What the task requires - Reproduce word for word the part of the Brainshare Africa report below that runs from "For the third" to "a growing enemy.".

======== Text section ========

For the third day in a row, Microsoft`s Albie Bester, platform strategy manager at Microsoft SA, could be seen at the Sandton Convention Centre, the locale of Novell`s Brainshare Africa 2004 conference.
Unlike 94.7`s "The Fugitive", who reportedly skulked around outside the centre on the second day, Bester congenially posed for photographs and paid his registration fee at the front desk when ITWeb checked in for the keynote on the last day.
Asked why he was at Brainshare, Bester gently teased the opposition by saying Novell "always supports our conferences, so it`s time we did the same". But if more cutting taunts from Novell managers and customers are to be taken seriously, the real nature of Bester`s visit may be a "recce" in preparation of a simmering battle with a growing enemy.
Brewing battle
Microsoft and the open source movement are increasingly strident in their appeal to customers to switch platforms or stick to what they have. Bester is currently being quoted in the media in support of the Get the Facts campaign, the latest in the company`s ongoing offensive against the open source software (OSS) threat to its lucrative software business. Mark Shuttleworth, a champion of the OSS movement, recently launched the Go Open Source campaign.

======== Source information ========

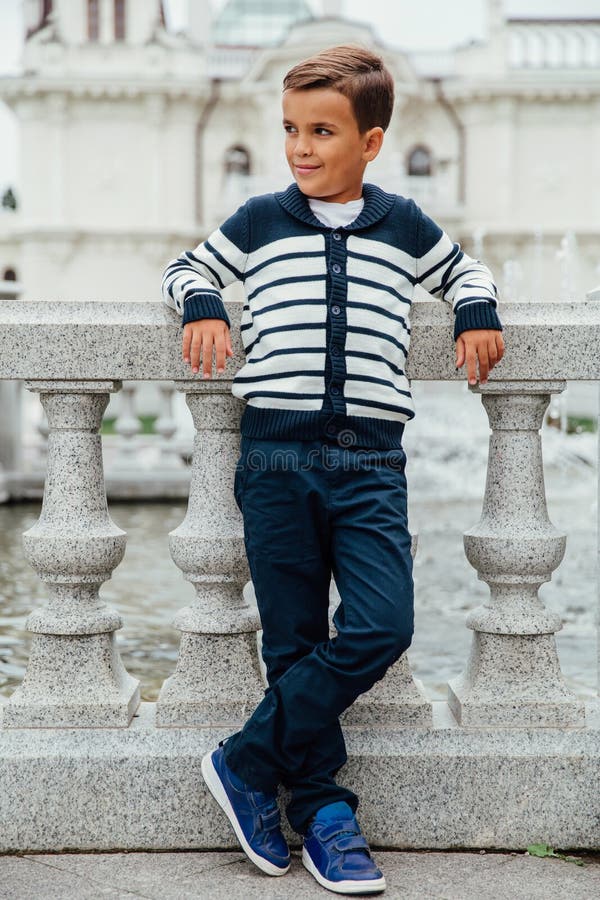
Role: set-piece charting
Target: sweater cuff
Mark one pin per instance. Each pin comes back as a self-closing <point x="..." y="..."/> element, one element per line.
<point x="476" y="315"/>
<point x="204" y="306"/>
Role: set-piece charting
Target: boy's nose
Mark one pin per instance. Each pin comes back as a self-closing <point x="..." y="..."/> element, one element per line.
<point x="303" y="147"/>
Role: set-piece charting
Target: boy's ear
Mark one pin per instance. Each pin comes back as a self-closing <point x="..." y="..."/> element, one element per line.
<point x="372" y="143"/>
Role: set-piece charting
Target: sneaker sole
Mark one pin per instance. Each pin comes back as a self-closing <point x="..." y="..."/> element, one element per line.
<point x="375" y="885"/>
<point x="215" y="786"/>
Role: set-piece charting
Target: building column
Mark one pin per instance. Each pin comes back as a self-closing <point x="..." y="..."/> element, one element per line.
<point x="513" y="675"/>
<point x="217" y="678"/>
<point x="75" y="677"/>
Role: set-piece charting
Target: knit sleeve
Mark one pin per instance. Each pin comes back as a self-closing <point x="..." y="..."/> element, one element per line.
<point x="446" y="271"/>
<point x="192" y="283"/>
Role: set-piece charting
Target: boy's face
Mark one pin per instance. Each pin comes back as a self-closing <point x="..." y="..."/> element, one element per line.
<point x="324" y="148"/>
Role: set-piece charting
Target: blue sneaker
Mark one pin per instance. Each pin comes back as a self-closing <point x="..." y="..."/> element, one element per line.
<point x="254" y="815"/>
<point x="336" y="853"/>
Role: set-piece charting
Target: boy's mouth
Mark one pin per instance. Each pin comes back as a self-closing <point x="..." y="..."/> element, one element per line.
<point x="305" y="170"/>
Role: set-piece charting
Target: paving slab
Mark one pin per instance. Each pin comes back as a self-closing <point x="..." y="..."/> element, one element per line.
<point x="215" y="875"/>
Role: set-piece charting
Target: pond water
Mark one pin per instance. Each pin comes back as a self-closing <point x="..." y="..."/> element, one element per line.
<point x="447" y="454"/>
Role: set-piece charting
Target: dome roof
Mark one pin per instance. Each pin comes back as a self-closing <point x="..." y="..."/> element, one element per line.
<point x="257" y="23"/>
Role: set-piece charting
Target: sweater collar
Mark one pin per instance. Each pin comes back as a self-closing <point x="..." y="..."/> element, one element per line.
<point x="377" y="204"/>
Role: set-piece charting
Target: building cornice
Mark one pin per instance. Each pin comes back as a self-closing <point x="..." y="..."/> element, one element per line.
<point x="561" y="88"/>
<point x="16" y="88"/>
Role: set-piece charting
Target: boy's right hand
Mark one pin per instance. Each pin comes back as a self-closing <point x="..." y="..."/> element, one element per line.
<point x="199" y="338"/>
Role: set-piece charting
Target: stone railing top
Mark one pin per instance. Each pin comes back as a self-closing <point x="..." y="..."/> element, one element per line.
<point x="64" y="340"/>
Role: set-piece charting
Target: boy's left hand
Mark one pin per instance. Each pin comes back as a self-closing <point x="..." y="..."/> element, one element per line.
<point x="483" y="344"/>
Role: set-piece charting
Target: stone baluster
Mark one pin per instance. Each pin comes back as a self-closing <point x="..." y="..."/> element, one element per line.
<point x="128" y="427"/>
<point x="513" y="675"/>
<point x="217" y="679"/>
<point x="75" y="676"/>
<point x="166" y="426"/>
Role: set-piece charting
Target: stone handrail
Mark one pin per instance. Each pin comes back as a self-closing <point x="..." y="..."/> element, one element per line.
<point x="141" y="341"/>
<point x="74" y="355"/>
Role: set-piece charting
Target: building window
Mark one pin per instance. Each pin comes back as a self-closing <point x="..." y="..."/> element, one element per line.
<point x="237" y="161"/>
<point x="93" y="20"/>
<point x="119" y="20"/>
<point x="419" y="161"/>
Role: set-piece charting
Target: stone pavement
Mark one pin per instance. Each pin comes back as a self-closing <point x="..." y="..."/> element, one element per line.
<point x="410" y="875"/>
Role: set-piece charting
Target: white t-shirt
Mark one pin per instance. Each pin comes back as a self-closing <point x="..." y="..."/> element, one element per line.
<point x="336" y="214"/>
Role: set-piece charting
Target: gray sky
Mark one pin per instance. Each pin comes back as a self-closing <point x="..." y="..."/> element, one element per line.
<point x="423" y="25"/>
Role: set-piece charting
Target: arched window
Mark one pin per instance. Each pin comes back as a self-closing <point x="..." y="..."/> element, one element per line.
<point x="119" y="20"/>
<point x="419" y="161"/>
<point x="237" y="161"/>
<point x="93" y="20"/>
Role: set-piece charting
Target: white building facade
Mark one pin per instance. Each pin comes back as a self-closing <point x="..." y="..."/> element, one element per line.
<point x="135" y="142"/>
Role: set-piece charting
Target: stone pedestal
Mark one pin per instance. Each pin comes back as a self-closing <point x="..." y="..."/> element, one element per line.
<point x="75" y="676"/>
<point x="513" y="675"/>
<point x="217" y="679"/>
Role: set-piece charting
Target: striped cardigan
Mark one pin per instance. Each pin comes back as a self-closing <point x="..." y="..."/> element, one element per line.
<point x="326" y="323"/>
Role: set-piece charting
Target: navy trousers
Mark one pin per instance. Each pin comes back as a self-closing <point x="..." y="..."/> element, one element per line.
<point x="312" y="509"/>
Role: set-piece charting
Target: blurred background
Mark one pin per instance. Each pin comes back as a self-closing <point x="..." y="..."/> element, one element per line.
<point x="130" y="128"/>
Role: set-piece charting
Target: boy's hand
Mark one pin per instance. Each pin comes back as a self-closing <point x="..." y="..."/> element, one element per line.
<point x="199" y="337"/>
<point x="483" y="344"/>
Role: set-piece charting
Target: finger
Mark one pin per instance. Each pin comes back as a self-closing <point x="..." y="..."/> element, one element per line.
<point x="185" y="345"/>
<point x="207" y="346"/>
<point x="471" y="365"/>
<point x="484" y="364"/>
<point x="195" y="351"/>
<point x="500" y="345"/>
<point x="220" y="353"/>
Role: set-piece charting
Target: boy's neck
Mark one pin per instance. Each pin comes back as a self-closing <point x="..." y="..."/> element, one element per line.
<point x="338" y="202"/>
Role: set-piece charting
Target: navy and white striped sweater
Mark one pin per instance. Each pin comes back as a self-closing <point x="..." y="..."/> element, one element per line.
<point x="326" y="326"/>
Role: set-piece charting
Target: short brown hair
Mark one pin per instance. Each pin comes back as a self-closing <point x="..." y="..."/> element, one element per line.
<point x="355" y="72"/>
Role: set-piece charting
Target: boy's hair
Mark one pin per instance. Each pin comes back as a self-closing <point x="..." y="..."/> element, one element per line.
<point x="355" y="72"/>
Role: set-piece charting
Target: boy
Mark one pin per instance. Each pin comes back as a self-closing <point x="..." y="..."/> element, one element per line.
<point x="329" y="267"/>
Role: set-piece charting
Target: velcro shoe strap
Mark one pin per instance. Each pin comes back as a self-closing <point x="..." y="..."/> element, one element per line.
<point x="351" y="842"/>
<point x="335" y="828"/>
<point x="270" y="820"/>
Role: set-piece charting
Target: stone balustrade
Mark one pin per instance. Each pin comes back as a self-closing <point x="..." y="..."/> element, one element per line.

========

Output of the exercise -
For the third day in a row, Microsoft`s Albie Bester, platform strategy manager at Microsoft SA, could be seen at the Sandton Convention Centre, the locale of Novell`s Brainshare Africa 2004 conference.
Unlike 94.7`s "The Fugitive", who reportedly skulked around outside the centre on the second day, Bester congenially posed for photographs and paid his registration fee at the front desk when ITWeb checked in for the keynote on the last day.
Asked why he was at Brainshare, Bester gently teased the opposition by saying Novell "always supports our conferences, so it`s time we did the same". But if more cutting taunts from Novell managers and customers are to be taken seriously, the real nature of Bester`s visit may be a "recce" in preparation of a simmering battle with a growing enemy.